START

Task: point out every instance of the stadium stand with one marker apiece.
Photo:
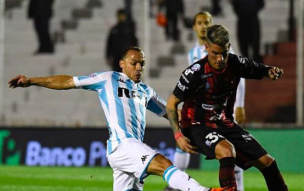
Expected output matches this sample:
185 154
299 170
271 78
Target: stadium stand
84 29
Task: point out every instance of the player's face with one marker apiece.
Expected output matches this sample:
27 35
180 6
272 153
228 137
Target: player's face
133 64
217 55
202 22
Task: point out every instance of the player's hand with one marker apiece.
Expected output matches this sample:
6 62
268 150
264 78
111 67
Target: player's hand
19 81
275 73
184 144
239 115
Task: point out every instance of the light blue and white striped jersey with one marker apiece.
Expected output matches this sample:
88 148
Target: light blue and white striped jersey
124 103
198 52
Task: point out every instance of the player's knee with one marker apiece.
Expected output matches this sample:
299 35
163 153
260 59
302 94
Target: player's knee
263 162
159 164
224 149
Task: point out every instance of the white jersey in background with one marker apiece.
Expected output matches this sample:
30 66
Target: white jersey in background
124 103
198 52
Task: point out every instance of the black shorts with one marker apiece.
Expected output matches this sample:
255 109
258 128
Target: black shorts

END

▶ TASK OBJECTIVE: Give back every one of the records above line for line, with nothing changed, but leave the pictures out.

▶ SOLUTION TO THE EXERCISE:
Task: point out every instance of the stadium stand with one marker apiece.
Photo:
Expected output matches this sample:
185 154
299 170
271 78
Target: stadium stand
84 29
Task: point out every instance of the player's face with one marker apiece.
Expected output matches this sample:
27 35
180 6
272 153
228 137
Target: player's face
133 64
217 55
202 22
Task: point out every instance of the player's hand with one marker apiece.
Expected output matches this sample:
6 62
268 150
264 78
111 67
Target: player's hand
19 81
275 73
184 144
239 115
Task: point out every instance of the light blue and white striped jersey with one marker apiece.
Expected output matches this sample:
88 148
Target: light blue and white striped jersey
124 103
198 52
Task: point out every instance of the player's knee with one marker apiece.
Expected output matches this sample:
299 35
163 153
260 59
302 94
Target: player's knee
263 162
159 164
224 149
Task: point out every instance of the white jersey in background with one marker apiece.
Expected output matches this sample:
30 66
Target: white jersey in background
124 103
198 52
Task: point out every instance of the black shorts with one marker apiece.
Expected output matches this sample:
255 109
258 128
Target: black shorts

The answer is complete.